Instructions for the task ▸ Rewrite the records below with "place card" changed to "table card" and every other character unchanged.
## Begin Extracted material
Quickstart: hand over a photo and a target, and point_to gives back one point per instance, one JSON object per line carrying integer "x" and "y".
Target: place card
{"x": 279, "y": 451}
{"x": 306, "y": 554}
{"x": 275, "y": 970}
## End Extracted material
Full answer ▸
Quickstart: hand over a photo and a target, and point_to gives back one point per instance, one JSON object per line carrying integer "x" and "y".
Target: table card
{"x": 279, "y": 451}
{"x": 306, "y": 554}
{"x": 275, "y": 970}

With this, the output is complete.